◆ WHAT IS REQUIRED:
What you give must be exactly the lines of the material from the first through the line that contains "indicate: distant snowy mountain", inclusive, and no others.

◆ EXTRACTED RECORDS:

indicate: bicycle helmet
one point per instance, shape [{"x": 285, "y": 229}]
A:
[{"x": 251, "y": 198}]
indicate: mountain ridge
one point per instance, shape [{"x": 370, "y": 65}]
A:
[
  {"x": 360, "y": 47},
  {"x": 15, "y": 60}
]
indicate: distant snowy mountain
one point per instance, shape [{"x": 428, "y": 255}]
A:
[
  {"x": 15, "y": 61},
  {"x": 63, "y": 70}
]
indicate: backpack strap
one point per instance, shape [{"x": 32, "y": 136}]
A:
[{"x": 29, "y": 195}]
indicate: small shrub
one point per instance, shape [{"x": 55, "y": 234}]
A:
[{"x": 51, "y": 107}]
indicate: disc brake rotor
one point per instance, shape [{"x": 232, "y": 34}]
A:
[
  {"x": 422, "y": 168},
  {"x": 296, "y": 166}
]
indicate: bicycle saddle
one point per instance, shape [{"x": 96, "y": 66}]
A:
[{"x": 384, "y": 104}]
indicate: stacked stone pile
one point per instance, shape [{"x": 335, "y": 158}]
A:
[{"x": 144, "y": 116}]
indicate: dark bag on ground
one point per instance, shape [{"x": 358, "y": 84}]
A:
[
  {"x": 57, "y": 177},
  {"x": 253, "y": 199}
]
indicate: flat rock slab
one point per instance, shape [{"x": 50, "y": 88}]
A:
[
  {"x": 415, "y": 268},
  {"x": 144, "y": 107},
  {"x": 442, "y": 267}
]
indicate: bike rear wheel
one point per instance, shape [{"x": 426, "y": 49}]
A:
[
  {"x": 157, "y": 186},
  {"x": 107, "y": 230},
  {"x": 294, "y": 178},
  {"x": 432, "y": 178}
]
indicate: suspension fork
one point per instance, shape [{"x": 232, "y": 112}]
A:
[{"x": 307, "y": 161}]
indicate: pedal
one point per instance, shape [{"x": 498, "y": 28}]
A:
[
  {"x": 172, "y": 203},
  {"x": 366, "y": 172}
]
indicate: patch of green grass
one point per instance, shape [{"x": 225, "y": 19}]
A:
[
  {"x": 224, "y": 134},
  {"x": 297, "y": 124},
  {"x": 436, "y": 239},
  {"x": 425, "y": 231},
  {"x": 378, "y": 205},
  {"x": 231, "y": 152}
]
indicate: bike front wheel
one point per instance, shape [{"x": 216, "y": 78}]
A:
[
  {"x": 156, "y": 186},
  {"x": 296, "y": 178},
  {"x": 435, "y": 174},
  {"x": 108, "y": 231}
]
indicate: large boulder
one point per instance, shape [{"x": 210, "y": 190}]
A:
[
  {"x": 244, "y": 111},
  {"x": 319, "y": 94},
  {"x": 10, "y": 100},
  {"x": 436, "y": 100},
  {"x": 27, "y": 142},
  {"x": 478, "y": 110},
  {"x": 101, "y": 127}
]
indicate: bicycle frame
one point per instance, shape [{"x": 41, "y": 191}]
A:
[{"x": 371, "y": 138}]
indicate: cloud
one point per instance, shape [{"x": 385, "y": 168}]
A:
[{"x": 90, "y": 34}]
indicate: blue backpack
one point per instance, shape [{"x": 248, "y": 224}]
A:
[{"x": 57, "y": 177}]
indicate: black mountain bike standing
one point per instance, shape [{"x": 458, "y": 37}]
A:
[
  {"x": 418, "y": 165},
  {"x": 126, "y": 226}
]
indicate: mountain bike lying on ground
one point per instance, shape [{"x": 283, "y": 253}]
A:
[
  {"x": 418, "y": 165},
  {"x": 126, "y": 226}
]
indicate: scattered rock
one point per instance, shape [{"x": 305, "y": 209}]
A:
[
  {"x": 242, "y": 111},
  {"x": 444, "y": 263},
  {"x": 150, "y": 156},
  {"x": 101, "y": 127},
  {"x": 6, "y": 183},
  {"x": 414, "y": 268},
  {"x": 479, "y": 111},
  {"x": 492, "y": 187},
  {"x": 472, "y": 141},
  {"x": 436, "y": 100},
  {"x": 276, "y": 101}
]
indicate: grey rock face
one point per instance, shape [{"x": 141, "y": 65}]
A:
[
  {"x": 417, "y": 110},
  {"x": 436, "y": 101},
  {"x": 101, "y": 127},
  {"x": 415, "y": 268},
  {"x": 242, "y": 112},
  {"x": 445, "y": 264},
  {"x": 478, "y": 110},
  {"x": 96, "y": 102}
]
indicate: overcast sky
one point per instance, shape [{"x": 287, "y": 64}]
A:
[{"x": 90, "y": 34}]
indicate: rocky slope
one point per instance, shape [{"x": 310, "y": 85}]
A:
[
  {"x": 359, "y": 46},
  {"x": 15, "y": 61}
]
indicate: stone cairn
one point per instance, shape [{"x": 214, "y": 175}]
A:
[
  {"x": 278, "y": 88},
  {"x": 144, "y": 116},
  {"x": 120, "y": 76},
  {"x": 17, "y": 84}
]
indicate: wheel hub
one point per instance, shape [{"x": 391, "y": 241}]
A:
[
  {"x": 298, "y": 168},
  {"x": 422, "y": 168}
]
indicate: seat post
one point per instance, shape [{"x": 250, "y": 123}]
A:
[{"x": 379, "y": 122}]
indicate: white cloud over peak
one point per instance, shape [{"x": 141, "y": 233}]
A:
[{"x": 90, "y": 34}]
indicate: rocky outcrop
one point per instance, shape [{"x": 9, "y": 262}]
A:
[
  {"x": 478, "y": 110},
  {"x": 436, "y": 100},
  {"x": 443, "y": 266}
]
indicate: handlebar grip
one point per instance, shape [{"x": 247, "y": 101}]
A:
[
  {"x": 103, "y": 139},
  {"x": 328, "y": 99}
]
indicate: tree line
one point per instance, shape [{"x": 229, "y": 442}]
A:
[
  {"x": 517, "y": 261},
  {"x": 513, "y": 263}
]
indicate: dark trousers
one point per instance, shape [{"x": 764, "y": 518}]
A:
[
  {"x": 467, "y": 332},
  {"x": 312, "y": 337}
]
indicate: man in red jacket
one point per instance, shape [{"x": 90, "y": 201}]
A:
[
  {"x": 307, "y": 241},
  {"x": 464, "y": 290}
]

◆ SOLVED PROBLEM:
indicate: bicycle helmet
one point per instance, shape [{"x": 285, "y": 229}]
A:
[{"x": 251, "y": 198}]
indicate: mountain ridge
one point per instance, shape [{"x": 370, "y": 65}]
A:
[
  {"x": 360, "y": 47},
  {"x": 15, "y": 60}
]
indicate: distant snowy mountain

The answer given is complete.